— begin —

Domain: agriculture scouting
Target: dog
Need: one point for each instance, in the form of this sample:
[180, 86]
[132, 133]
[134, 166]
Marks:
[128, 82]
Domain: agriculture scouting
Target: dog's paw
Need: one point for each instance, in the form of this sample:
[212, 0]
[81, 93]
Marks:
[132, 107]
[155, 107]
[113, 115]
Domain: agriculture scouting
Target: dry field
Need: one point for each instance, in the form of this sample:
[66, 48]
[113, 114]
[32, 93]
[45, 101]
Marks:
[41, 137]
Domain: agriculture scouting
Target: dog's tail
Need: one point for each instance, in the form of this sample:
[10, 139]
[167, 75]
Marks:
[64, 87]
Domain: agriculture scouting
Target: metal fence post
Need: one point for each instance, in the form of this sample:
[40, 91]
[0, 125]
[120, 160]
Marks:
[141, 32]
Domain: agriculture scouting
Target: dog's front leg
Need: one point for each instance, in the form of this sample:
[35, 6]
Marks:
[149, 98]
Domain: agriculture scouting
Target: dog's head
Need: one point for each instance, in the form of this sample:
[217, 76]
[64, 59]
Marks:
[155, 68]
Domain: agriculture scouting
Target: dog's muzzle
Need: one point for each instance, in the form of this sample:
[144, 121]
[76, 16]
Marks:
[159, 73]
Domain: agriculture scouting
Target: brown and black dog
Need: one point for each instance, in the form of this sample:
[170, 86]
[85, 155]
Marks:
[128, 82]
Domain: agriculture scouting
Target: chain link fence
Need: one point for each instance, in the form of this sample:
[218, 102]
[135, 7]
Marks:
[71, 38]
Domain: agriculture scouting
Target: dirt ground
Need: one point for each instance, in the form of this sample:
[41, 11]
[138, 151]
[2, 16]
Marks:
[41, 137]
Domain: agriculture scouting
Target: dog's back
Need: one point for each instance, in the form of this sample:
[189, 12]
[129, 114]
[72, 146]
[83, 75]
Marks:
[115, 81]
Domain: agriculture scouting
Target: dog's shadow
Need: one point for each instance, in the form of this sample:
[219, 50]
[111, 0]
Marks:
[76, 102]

— end —

◆ WORK TO DO
All of the records must be repeated exactly.

◆ ANSWER FOR THIS EXERCISE
Domain: agriculture scouting
Target: dog
Need: one point for each instance, in the form of this sample:
[180, 86]
[132, 133]
[134, 166]
Marks:
[128, 82]
Domain: agriculture scouting
Target: dog's paw
Need: one point for each instance, in the form of this sample:
[212, 0]
[81, 93]
Marks:
[132, 107]
[155, 107]
[113, 115]
Domain: agriculture scouting
Target: dry field
Need: one point for each instance, in the form of this sample:
[66, 48]
[113, 114]
[32, 93]
[45, 101]
Marks:
[41, 137]
Domain: agriculture scouting
Target: dog's tail
Need: one point for each instance, in the form of this sample:
[10, 139]
[167, 75]
Marks:
[64, 87]
Domain: agriculture scouting
Target: metal fence post
Need: one point for each instance, in the form of this sample:
[40, 91]
[0, 125]
[120, 160]
Marks:
[141, 32]
Domain: agriculture scouting
Target: dog's front leg
Need: one point for each instance, in the form of this sample:
[35, 6]
Marks:
[149, 98]
Domain: agriculture scouting
Target: dog's head
Need: one point for each instance, in the form of this sample:
[217, 76]
[64, 59]
Marks:
[155, 68]
Domain: agriculture scouting
Target: dog's muzzle
Need: one point for each instance, in the form of this sample:
[144, 121]
[76, 16]
Marks:
[159, 73]
Domain: agriculture scouting
Target: brown and black dog
Need: one point for each instance, in the form of this sample:
[170, 86]
[85, 155]
Marks:
[128, 82]
Domain: agriculture scouting
Target: chain link fence
Need: one point for each instance, in the form of this sample:
[218, 102]
[135, 7]
Marks:
[71, 38]
Domain: agriculture scouting
Target: dirt ground
Need: one point for each instance, in the form of this sample:
[41, 11]
[138, 151]
[2, 16]
Marks:
[41, 137]
Domain: agriculture scouting
Target: dog's back
Need: one point for each instance, in the form of this sample:
[189, 12]
[129, 114]
[72, 146]
[83, 75]
Marks:
[115, 81]
Domain: agriculture scouting
Target: dog's shadow
Need: one point for each instance, in the form of this sample:
[219, 50]
[111, 0]
Marks:
[76, 102]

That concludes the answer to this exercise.